● **Tarea**
Copia sin cambiar nada el trozo del texto sobre la belleza perdida que empieza con "En estos días" y sigue hasta "son las estrellas.".

**** Texto dado

ABC (1ª Edición)

La belleza perdida

Sólo en la paciente artesanía de lo que burla a la realidad brilla, en algunas muy raras ocasiones, la belleza

- GABRIEL ALBIAC

« Pero llegamos tarde, amigo…». En el albor del siglo XIX, Friedrich Hölderlin anota esa ausencia, sobre la cual alza la más honda de sus elegías, ‘Pan y Vino’: la lucidez de aquel a quien le es dado ver extinguirs­e un mundo, el suyo. Y sabe que no habrá otro: «demasiado tarde».

En estos días extraños que preceden a la Navidad, he vuelto a Hölderlin. Y, de su mano, a aquellos griegos que lo supieron todo como nunca nosotros lo sabremos: bajo manto de eternidad. «¡Dichosa Grecia, morada de los celestiale­s!». Imágenes del cielo adriático: busco en la biblioteca a Anaxímenes. ¿Hubo jamás una astronomía más bella? «Anaxímenes dice que los astros están fijos como clavos en lo cristalino», transmite Aecio. Un colador de diamantes celestes: semiesfera de cuarzo negriazul, por cuyos mínimos poros se cuela la luz pura del otro lado, el de los dioses: tal son las estrellas.

********
**** Material dado

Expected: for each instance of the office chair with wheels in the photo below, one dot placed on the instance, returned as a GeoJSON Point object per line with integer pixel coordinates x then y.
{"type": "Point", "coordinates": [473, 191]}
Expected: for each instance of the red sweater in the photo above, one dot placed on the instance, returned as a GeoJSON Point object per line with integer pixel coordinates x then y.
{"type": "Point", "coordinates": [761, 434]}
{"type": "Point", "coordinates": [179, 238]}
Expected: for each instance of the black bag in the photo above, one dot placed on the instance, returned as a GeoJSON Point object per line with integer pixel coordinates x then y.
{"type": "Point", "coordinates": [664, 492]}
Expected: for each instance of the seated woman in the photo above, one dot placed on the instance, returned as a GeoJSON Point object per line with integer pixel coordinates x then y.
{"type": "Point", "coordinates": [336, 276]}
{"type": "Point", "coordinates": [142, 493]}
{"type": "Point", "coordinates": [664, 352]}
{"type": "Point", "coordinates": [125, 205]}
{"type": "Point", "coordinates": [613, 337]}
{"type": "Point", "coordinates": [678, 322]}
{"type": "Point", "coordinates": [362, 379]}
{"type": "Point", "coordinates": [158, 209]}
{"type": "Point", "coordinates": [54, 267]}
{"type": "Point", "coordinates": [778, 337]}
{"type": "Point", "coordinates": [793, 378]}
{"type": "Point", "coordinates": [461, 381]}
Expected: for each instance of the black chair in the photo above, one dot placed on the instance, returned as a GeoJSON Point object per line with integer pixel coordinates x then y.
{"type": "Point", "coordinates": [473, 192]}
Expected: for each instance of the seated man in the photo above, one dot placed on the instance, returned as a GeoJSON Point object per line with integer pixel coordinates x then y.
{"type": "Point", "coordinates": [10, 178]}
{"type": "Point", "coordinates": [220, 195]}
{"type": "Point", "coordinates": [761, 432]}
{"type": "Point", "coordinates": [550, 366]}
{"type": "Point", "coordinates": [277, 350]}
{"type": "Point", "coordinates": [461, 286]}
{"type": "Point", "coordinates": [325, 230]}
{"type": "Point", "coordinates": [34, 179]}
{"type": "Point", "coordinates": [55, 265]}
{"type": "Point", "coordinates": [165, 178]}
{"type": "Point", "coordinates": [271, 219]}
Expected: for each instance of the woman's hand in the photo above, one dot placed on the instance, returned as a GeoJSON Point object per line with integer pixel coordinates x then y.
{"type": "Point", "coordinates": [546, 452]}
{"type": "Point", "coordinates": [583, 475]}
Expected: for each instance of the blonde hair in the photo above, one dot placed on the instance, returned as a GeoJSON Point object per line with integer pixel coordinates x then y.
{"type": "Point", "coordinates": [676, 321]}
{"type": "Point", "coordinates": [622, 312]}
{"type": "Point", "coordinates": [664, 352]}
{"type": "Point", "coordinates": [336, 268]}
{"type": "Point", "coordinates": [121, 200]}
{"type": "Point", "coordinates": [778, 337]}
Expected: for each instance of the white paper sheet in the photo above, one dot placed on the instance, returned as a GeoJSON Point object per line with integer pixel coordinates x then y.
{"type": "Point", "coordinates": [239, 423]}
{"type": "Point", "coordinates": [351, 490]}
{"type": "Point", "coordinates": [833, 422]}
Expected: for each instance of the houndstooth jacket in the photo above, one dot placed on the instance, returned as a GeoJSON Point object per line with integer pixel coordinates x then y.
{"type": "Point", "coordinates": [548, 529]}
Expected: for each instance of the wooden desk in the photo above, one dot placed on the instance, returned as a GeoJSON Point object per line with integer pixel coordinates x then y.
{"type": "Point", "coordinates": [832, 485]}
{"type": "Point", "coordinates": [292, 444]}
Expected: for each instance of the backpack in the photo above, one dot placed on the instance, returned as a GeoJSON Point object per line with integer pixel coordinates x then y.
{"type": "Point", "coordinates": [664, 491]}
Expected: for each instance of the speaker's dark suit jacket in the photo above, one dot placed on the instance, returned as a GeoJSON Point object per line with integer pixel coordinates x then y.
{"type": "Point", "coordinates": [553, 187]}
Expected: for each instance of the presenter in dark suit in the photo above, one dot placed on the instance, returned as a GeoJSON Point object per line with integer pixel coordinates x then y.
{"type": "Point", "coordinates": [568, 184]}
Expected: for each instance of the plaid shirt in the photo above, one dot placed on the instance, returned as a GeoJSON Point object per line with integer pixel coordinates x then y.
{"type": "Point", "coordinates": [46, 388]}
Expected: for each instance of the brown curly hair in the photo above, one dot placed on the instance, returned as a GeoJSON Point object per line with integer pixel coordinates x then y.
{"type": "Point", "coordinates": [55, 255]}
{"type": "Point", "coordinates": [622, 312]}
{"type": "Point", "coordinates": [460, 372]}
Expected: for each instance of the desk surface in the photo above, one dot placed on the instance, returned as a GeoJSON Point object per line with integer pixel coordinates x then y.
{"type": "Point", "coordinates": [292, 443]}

********

● **Respuesta**
En estos días extraños que preceden a la Navidad, he vuelto a Hölderlin. Y, de su mano, a aquellos griegos que lo supieron todo como nunca nosotros lo sabremos: bajo manto de eternidad. «¡Dichosa Grecia, morada de los celestiale­s!». Imágenes del cielo adriático: busco en la biblioteca a Anaxímenes. ¿Hubo jamás una astronomía más bella? «Anaxímenes dice que los astros están fijos como clavos en lo cristalino», transmite Aecio. Un colador de diamantes celestes: semiesfera de cuarzo negriazul, por cuyos mínimos poros se cuela la luz pura del otro lado, el de los dioses: tal son las estrellas.